Welcome to the MoSys First Quarter 2018 Financial Results Conference Call. [Operator Instructions]. As a reminder, this conference call is being recorded today, Thursday, May 10, 2018. I would now like to turn the call over to Beverly Twing of Shelton Group Investor Relations. Beverly, please go ahead.

Beverly Twing

Analyst

Thank you, Christy. Good afternoon, everyone. Joining me on today's call are Len Perham, MoSys' President and Chief Executive Officer; and Jim Sullivan, Chief Financial Officer. Before we begin today's discussion, I would like to remind everyone, this conference call will contain forward-looking statements based on certain assumptions and expectations of future events that are subject to risks and uncertainties. Such statements are made in reliance upon the Safe Harbor provisions of Section 27A of the Securities Act of 1933 and Section 21E of the Securities & Exchange Act of 1934, which include, but are not limited to, benefits and performance expected from use of the Company's ICs and embedded memory, and interface technologies; expectations concerning the Company's execution and results, product production, product development, achievement of IC design wins, timing of shipments of the company's ICs, predictions concerning the growth of the company's business and future markets and business prospects, strategies, objectives, expectations, or beliefs. Forward-looking statements made during this call are subject to risks and uncertainties that could cause actual results to differ materially from those projected. Additional information concerning factors that could cause actual results to differ materially from any forward-looking statements made during this call are contained in the company's most recent report on Form 10-K filed with Securities and Exchange Commission, in particular in the section titled risk factors, and in other reports that the company files from time to time with the Securities & Exchange Commission. MoSys undertakes no obligation to publicly update any forward-looking statement for any reason except as required by law, even if new information becomes available or other events occur in the future. Thank you for your attention. I will now turn the call over to Len Perham, CEO of MoSys. Please go ahead.

**Task instructions**
a) Transcribe the whole MoSys call excerpt word for word.
b) Locate each line in the listing that contains the string "roof", treating uppercase and lowercase as different, and copy those lines.
The MoSys call excerpt has no connection to the listing that comes after it.

**Data supplied**
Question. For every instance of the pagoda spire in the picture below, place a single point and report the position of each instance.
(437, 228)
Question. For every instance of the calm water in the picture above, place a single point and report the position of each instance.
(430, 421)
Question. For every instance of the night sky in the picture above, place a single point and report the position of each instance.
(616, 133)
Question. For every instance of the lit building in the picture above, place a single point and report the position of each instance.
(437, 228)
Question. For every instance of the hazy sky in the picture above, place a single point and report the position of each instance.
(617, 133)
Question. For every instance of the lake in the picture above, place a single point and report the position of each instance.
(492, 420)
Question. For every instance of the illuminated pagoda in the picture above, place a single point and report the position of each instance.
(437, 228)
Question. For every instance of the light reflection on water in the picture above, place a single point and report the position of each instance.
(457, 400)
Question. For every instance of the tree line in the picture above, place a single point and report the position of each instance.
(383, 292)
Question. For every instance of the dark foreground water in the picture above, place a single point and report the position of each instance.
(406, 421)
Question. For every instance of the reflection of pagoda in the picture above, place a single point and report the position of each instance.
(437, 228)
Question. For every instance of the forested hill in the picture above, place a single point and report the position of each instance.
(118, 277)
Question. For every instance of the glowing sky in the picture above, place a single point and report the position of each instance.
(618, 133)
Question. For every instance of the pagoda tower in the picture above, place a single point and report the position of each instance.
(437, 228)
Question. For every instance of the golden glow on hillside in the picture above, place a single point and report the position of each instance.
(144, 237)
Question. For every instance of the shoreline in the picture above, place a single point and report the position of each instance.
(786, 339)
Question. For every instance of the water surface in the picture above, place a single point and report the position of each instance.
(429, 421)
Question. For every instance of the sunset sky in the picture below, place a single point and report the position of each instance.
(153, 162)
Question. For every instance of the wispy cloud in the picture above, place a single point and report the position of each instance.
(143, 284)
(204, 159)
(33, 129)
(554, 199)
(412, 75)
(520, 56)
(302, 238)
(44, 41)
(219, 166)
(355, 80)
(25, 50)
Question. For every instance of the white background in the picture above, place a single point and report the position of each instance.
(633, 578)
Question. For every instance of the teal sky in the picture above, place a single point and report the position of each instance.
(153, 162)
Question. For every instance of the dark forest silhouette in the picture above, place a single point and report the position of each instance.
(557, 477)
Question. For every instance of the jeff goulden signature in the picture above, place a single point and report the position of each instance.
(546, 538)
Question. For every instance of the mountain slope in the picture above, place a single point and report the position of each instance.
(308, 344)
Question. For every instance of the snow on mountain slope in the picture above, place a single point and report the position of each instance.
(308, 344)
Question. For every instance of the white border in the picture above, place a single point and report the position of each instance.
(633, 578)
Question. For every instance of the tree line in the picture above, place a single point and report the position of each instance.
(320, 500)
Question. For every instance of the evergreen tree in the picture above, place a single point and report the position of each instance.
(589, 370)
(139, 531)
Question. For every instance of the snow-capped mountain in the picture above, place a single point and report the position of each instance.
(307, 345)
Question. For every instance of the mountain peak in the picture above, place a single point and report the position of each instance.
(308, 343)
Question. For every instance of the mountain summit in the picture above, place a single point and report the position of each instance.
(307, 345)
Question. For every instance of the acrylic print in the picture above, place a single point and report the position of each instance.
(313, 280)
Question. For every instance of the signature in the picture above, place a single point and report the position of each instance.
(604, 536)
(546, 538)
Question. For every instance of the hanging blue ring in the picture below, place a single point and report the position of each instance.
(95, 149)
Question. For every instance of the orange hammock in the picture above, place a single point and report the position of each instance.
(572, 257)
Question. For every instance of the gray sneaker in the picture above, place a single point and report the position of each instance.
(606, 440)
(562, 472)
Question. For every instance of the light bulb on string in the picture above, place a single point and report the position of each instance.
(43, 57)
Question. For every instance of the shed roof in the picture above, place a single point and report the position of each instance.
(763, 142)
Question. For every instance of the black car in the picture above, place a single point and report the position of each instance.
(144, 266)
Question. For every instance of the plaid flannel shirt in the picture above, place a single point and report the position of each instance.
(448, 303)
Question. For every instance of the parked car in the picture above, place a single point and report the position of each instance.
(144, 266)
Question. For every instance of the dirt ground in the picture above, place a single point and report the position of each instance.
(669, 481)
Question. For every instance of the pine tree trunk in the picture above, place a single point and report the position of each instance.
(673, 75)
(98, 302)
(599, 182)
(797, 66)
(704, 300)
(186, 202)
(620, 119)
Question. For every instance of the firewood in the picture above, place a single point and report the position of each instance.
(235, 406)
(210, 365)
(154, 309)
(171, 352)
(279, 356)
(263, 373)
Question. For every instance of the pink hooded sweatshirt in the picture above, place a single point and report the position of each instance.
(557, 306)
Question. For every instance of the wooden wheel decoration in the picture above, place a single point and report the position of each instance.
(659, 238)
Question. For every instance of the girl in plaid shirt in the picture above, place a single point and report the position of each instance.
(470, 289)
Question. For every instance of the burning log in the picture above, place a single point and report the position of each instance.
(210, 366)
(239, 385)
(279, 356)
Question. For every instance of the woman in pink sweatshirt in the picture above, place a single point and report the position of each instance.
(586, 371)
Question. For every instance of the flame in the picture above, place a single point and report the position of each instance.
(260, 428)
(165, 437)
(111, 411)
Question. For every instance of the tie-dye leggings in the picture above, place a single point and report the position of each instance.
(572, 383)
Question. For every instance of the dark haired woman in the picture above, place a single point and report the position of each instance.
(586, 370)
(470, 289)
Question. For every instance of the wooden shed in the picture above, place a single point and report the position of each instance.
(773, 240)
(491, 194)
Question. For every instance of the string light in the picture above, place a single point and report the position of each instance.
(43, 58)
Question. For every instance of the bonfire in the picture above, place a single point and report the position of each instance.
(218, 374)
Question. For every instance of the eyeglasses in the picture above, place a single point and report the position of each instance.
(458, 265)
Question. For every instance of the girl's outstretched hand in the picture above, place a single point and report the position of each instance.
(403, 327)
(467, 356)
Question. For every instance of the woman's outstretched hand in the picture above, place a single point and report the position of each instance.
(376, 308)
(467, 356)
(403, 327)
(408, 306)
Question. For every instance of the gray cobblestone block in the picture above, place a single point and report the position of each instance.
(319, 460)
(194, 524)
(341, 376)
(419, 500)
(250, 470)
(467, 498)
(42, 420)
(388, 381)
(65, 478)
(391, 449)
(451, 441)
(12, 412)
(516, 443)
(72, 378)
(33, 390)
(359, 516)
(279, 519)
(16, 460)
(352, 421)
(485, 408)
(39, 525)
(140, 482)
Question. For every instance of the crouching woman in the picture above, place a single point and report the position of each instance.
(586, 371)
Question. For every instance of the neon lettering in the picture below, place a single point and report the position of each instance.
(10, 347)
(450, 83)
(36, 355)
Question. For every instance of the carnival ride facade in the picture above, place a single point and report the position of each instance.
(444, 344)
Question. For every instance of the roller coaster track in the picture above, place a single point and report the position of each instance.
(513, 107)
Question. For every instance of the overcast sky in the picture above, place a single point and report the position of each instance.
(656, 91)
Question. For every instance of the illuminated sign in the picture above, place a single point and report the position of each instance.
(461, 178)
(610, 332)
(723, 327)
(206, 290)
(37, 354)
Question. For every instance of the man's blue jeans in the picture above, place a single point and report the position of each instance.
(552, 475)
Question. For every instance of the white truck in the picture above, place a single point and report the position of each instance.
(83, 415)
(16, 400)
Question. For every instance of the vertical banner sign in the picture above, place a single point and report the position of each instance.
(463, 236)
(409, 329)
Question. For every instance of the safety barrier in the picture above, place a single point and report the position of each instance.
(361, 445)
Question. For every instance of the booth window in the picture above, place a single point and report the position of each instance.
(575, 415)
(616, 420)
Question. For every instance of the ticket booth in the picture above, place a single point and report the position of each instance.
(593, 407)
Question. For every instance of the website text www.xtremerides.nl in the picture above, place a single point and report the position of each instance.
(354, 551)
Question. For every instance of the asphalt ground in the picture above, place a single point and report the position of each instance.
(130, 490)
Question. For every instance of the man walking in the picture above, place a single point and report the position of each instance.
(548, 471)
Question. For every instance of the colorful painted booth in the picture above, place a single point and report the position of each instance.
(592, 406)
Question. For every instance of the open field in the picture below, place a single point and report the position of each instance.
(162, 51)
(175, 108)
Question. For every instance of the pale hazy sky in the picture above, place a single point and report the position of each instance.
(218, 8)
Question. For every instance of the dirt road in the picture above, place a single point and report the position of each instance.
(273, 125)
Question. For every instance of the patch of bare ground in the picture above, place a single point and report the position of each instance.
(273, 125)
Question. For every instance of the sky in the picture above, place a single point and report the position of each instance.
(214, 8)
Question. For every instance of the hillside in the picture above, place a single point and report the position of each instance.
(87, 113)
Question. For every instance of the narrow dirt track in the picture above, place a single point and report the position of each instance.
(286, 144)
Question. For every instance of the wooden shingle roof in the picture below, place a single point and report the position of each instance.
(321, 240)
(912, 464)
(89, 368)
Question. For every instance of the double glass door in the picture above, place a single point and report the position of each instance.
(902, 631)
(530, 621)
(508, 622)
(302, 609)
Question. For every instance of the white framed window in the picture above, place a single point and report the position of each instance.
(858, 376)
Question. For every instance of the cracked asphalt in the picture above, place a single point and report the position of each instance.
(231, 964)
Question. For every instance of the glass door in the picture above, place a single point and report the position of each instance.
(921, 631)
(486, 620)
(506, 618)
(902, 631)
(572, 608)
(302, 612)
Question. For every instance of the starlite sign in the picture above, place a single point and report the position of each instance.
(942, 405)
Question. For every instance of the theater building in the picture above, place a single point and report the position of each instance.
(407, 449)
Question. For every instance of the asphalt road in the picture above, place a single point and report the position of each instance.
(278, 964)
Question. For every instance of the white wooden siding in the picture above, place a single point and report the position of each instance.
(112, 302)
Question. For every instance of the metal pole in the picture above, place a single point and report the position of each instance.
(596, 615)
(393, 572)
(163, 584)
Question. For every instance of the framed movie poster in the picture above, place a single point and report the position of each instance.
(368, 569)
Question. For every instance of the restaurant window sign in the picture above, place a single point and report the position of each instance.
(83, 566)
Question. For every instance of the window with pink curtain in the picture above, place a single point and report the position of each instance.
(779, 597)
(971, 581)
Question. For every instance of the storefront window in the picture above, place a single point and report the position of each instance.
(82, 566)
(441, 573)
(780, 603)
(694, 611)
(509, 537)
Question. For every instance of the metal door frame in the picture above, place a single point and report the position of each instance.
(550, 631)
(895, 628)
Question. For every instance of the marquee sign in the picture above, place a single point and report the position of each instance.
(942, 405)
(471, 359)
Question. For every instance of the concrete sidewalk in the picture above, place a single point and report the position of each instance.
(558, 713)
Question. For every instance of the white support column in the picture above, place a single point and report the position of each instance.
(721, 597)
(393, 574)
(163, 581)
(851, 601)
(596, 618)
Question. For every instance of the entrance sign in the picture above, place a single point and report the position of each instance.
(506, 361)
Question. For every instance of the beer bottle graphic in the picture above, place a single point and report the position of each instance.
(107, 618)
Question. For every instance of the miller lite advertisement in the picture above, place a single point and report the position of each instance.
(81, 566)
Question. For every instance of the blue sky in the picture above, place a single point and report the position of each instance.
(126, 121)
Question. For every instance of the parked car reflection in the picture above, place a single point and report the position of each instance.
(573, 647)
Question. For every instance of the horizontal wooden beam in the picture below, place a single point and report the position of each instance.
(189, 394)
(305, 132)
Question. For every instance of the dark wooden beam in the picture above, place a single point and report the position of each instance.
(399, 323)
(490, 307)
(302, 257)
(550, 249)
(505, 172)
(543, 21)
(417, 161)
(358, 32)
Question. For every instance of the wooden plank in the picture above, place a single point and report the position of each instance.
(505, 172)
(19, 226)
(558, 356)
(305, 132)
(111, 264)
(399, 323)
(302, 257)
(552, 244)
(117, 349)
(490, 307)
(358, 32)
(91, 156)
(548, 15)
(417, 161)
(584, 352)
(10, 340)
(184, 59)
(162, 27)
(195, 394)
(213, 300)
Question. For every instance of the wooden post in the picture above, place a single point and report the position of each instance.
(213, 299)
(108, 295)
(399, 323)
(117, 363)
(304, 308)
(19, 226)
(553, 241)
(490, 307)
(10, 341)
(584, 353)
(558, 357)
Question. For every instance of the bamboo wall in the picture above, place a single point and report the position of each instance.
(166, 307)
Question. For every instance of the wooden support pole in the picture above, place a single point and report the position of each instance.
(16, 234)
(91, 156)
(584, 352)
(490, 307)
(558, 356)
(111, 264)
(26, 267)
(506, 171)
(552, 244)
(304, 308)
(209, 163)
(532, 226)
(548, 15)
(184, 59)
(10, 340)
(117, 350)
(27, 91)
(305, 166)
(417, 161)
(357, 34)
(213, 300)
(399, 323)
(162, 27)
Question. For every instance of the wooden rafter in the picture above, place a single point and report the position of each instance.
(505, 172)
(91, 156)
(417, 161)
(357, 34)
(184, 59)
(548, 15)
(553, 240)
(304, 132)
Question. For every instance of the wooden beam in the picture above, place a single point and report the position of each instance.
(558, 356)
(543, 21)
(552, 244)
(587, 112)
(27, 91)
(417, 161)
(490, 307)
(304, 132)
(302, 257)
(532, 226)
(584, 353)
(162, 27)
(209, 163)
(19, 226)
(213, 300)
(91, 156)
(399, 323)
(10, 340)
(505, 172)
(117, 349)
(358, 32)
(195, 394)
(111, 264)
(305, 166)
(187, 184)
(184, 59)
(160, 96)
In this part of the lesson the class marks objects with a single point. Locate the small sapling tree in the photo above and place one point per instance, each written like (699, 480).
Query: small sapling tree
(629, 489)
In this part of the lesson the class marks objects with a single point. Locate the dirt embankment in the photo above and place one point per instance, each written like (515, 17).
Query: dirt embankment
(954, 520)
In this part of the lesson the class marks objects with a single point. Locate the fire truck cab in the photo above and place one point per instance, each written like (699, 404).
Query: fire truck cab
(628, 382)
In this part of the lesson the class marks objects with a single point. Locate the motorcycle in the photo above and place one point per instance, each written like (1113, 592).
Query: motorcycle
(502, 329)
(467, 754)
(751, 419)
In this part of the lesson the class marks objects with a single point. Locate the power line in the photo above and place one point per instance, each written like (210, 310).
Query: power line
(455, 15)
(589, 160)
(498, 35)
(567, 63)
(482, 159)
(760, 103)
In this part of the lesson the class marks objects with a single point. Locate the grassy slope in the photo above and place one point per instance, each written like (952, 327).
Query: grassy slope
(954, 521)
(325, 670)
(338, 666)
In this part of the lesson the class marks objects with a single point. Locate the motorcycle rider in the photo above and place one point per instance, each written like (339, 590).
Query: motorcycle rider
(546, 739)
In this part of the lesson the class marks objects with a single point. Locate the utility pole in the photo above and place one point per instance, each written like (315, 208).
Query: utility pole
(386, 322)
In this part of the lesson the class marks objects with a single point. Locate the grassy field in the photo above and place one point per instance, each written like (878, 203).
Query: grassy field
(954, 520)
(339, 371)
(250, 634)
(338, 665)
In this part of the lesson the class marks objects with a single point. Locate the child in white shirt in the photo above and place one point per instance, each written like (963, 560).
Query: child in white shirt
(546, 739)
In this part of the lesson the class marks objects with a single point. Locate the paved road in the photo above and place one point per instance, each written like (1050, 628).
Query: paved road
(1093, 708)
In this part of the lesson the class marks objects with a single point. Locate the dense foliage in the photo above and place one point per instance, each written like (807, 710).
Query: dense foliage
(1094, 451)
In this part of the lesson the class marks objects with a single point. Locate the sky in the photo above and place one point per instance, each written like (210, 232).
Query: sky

**Answers to the problems**
a)
Welcome to the MoSys First Quarter 2018 Financial Results Conference Call. [Operator Instructions]. As a reminder, this conference call is being recorded today, Thursday, May 10, 2018. I would now like to turn the call over to Beverly Twing of Shelton Group Investor Relations. Beverly, please go ahead.

Beverly Twing

Analyst

Thank you, Christy. Good afternoon, everyone. Joining me on today's call are Len Perham, MoSys' President and Chief Executive Officer; and Jim Sullivan, Chief Financial Officer. Before we begin today's discussion, I would like to remind everyone, this conference call will contain forward-looking statements based on certain assumptions and expectations of future events that are subject to risks and uncertainties. Such statements are made in reliance upon the Safe Harbor provisions of Section 27A of the Securities Act of 1933 and Section 21E of the Securities & Exchange Act of 1934, which include, but are not limited to, benefits and performance expected from use of the Company's ICs and embedded memory, and interface technologies; expectations concerning the Company's execution and results, product production, product development, achievement of IC design wins, timing of shipments of the company's ICs, predictions concerning the growth of the company's business and future markets and business prospects, strategies, objectives, expectations, or beliefs. Forward-looking statements made during this call are subject to risks and uncertainties that could cause actual results to differ materially from those projected. Additional information concerning factors that could cause actual results to differ materially from any forward-looking statements made during this call are contained in the company's most recent report on Form 10-K filed with Securities and Exchange Commission, in particular in the section titled risk factors, and in other reports that the company files from time to time with the Securities & Exchange Commission. MoSys undertakes no obligation to publicly update any forward-looking statement for any reason except as required by law, even if new information becomes available or other events occur in the future. Thank you for your attention. I will now turn the call over to Len Perham, CEO of MoSys. Please go ahead.

b)
Question. For every instance of the shed roof in the picture above, place a single point and report the position of each instance.
Question. For every instance of the wooden shingle roof in the picture below, place a single point and report the position of each instance.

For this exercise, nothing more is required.